• Written request 1:
In the article on minimum unit pricing, edit the passage starting at "If that’s correct, the" and ending at "tax, of course).", replacing "kebabs" with "pizzas".
• Written request 2:
Condense the paragraph of the article on minimum unit pricing that begins "That campaigners’ manual is", keeping its main facts.
======== Text block ========
Despite health arguments, MUP will not reduce harmful drinking
EVERY single day, without fail, I come across a negative story about alcohol retailing and, on a regular basis, more calls to impose tighter curbs.
Even so, a run of stories a few weeks ago broke all records, as it started to become clear that anti-obesity activists had started to copy the ‘alcohol playbook’.
That campaigners’ manual is, of course, modelled on the ‘tobacco playbook’. If smoking can be discouraged by advertising and display restrictions, together with massive price hikes and health warnings on packaging, why shouldn’t we apply those devices to alcohol?
When a study “raised important questions about the local food environment’s influence on the diet of young children”, that was a fancy way of saying that children living in poor areas with a high concentration of fast-food outlets were more likely to gain weight.
If that’s correct, the solution is less than obvious – short of closing down shops selling poor quality food or imposing a tax on kebabs (to match the sugar tax, of course).
Incidentally, a council’s attempt to ban a burger van from trading near a school was overturned not long ago in a licensing appeal.
The alcohol playbook is certainly evident in the ‘food environment’ research.
And shortly after it hit the headlines, another report from the Centre for Research on Environment, Society and Health (CRESH) suggested that crime rates were “soaring” in areas with the most alcohol outlets – not just off-licences, but also pubs.
That prompted one headline writer to make the sweeping claim that “Alcohol fuels crime across Scotland”.
Once again, correlation had been mistaken for causation.
Then more research concluded that Scotland’s poorest people are “disproportionately affected” by the availability of alcohol in their neighbourhoods.
More licences in these areas would result in more drinking. So, if four outlets in an area became five, locals would purchase more alcohol.
That study came to mind a fortnight ago as further claims were made on the expected benefits of minimum unit pricing (MUP).
Alison Douglas, the Alcohol Focus Scotland chief executive, considered the possibility that the measure would “reduce health inequalities”: the “poorest communities [have] the most to gain from minimum pricing because they suffer the most harm”.
======== Entries ========
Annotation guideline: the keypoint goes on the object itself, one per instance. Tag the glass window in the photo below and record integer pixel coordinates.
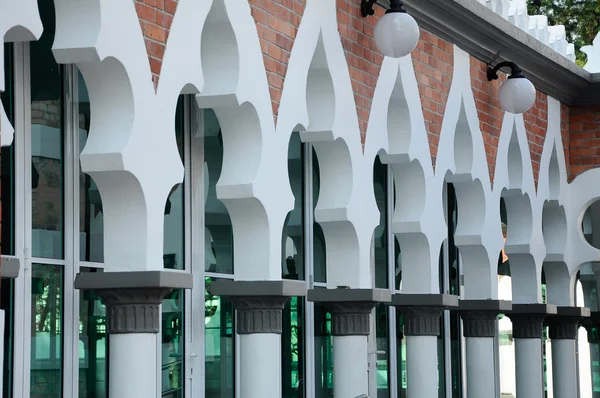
(173, 369)
(46, 331)
(293, 229)
(7, 294)
(292, 343)
(47, 132)
(7, 163)
(319, 257)
(174, 223)
(91, 215)
(401, 356)
(381, 336)
(220, 344)
(380, 233)
(218, 231)
(93, 347)
(323, 353)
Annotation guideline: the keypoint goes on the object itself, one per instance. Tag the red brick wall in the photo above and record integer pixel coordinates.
(584, 139)
(155, 18)
(277, 23)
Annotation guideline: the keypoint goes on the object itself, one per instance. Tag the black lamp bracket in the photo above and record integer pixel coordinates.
(515, 70)
(366, 7)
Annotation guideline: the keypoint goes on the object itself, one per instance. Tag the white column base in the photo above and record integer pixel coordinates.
(350, 368)
(260, 368)
(481, 376)
(529, 368)
(133, 365)
(564, 368)
(421, 366)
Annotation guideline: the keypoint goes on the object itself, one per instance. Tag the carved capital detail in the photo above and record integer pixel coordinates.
(422, 321)
(259, 314)
(350, 318)
(528, 326)
(479, 323)
(133, 310)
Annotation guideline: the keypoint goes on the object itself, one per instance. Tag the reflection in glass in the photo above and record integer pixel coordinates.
(218, 231)
(7, 163)
(173, 345)
(46, 142)
(401, 356)
(380, 233)
(323, 353)
(91, 215)
(174, 221)
(93, 363)
(381, 336)
(319, 258)
(293, 229)
(46, 330)
(219, 357)
(292, 344)
(7, 295)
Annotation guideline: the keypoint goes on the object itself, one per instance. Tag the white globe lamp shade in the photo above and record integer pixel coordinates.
(517, 95)
(396, 34)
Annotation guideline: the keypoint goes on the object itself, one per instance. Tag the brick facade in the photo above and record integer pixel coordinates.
(277, 23)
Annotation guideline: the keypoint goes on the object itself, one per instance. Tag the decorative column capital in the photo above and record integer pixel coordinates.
(350, 308)
(528, 319)
(479, 316)
(9, 267)
(422, 312)
(132, 299)
(564, 325)
(259, 304)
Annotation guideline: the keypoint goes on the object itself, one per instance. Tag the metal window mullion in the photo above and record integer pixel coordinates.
(309, 313)
(391, 265)
(70, 323)
(446, 316)
(22, 306)
(196, 347)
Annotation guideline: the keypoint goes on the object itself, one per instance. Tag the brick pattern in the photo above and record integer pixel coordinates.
(584, 140)
(156, 17)
(277, 23)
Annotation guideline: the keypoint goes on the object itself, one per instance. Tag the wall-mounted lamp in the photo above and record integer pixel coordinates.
(397, 33)
(517, 94)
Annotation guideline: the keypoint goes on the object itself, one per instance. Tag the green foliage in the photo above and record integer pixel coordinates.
(581, 19)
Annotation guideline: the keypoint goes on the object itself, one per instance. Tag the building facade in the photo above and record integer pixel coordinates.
(227, 198)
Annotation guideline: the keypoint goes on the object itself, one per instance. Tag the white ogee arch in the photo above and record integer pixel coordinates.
(318, 100)
(132, 153)
(513, 181)
(19, 21)
(397, 133)
(461, 160)
(553, 202)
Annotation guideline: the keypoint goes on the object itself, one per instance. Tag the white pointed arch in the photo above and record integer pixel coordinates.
(553, 199)
(318, 100)
(514, 184)
(132, 151)
(462, 161)
(19, 21)
(397, 133)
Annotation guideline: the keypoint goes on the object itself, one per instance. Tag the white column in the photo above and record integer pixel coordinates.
(528, 327)
(132, 370)
(350, 375)
(481, 376)
(529, 368)
(563, 335)
(421, 366)
(564, 368)
(260, 370)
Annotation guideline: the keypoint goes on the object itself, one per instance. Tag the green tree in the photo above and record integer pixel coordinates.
(581, 19)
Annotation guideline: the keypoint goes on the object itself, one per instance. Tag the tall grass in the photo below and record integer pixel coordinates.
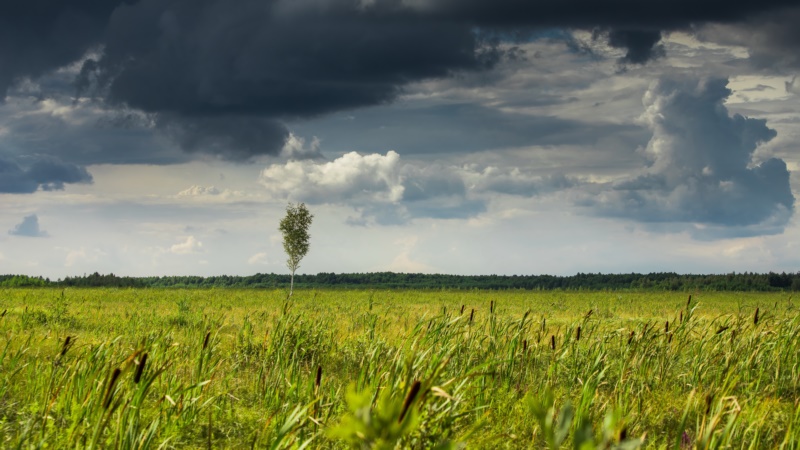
(338, 369)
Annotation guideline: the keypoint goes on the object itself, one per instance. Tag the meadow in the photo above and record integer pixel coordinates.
(150, 368)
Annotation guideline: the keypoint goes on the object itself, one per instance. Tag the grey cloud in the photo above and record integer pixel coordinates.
(29, 227)
(41, 35)
(386, 191)
(223, 80)
(516, 182)
(771, 37)
(47, 173)
(793, 87)
(233, 138)
(702, 169)
(440, 129)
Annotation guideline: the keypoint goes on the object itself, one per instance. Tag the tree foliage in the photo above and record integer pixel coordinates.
(294, 227)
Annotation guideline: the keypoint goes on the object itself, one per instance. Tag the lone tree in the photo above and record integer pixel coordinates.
(294, 228)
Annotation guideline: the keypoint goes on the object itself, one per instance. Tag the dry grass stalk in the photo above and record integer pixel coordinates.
(412, 394)
(139, 369)
(110, 388)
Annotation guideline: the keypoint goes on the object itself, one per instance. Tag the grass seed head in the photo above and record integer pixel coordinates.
(139, 369)
(110, 388)
(65, 347)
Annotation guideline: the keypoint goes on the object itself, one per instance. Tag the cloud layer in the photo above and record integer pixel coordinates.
(46, 173)
(224, 81)
(702, 169)
(29, 227)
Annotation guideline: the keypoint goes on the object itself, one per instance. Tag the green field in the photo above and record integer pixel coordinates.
(106, 368)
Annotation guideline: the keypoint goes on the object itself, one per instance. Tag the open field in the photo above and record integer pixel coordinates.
(335, 369)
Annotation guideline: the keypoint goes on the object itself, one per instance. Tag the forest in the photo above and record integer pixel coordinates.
(662, 281)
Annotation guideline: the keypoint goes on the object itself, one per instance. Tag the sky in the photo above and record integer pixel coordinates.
(166, 137)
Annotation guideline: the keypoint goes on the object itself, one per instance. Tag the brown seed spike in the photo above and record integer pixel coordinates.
(65, 347)
(110, 387)
(412, 394)
(139, 369)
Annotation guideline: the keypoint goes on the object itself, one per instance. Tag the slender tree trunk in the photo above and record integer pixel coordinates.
(291, 285)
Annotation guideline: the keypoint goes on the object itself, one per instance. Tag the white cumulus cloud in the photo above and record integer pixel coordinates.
(190, 245)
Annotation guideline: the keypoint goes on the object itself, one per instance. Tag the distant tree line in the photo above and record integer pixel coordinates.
(664, 281)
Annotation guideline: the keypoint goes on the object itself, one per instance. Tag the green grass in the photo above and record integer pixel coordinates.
(99, 368)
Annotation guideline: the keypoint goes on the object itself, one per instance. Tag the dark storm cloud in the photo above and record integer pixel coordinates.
(29, 227)
(440, 129)
(641, 45)
(47, 173)
(213, 74)
(234, 138)
(772, 38)
(37, 36)
(702, 169)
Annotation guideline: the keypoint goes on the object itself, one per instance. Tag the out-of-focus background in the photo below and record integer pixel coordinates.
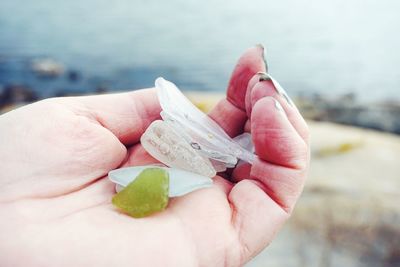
========
• Output 1:
If that’s correct, the solution is less than obvious – short of closing down shops selling poor quality food or imposing a tax on pizzas (to match the sugar tax, of course).

• Output 2:
The campaigners' manual is modeled on the "tobacco playbook." It reasons that if advertising and display restrictions, large price increases and health warnings on packaging can discourage smoking, the same measures should apply to alcohol.